## EXERCISE INSTRUCTIONS
In the data below, find the line containing "Would you mind pointing out the beige"; transcribe it and each line after it exactly, through the last, skipping pictures.
____ EXTRACTED INFORMATION
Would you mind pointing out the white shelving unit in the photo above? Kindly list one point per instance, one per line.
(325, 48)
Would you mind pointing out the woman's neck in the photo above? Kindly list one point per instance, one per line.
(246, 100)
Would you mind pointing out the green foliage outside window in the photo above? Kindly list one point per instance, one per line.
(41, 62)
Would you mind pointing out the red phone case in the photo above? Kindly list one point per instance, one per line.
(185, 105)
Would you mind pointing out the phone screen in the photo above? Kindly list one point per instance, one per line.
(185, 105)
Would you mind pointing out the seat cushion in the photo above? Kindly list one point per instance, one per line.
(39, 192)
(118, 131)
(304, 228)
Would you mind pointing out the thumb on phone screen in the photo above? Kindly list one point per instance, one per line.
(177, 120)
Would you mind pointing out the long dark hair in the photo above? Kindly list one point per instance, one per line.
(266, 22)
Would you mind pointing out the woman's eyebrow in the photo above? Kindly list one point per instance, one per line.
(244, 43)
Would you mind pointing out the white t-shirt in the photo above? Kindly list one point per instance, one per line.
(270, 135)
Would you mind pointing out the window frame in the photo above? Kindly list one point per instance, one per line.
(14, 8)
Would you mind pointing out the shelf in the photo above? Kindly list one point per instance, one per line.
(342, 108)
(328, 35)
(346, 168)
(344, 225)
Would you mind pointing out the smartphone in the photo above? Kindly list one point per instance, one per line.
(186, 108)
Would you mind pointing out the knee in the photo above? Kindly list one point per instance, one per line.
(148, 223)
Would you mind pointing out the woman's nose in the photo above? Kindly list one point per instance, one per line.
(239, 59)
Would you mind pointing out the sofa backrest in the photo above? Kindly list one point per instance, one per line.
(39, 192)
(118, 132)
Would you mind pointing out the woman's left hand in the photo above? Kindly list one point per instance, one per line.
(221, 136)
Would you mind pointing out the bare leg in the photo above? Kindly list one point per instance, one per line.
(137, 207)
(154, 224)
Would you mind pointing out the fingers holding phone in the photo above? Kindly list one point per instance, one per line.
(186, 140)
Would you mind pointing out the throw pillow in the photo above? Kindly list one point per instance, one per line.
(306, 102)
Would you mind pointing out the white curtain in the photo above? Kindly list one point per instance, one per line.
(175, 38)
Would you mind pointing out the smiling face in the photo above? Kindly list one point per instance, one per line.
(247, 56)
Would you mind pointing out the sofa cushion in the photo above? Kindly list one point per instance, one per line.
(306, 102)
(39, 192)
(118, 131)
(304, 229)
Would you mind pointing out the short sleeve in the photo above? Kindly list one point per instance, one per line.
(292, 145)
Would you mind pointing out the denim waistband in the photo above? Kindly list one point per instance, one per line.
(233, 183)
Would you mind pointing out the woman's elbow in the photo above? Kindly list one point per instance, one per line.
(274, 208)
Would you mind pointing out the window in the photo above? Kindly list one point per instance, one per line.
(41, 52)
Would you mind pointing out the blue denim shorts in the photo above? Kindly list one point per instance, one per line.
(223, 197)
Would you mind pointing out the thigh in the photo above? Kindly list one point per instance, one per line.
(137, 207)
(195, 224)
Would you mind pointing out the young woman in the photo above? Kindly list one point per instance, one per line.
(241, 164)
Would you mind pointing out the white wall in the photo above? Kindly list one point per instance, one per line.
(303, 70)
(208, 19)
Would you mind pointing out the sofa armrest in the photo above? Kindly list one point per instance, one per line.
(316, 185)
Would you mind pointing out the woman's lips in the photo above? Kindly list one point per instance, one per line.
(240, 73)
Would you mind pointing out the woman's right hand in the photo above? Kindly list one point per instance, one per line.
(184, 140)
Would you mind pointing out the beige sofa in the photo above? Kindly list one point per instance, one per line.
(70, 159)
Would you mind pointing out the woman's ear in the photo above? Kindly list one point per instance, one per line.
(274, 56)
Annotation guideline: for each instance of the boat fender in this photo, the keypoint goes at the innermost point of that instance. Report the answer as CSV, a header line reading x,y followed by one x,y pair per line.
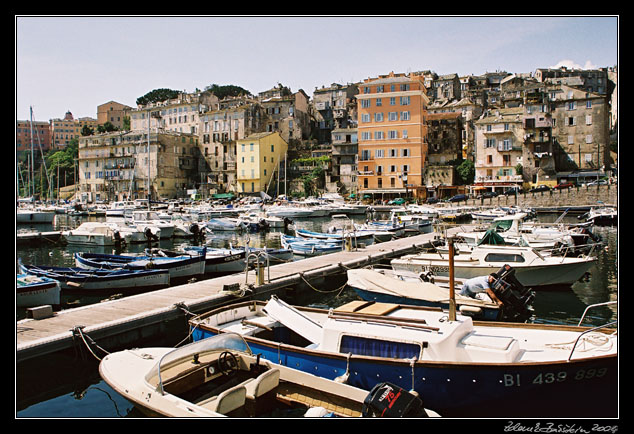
________
## ANSWER SPACE
Would you mind pointing out the beige sofa in the photo above? Kindly list one point per instance, one per line.
(70, 159)
Would you mind pointing out the woman's ear in the photo above? Kindly list one point per instance, one per line.
(274, 56)
Annotation guideline: for each instance of the boat fender in this photo, the keypoint goes at the innermost point of that instance. Report the answer as CSV, a header line reading x,y followed by one x,y pair per line.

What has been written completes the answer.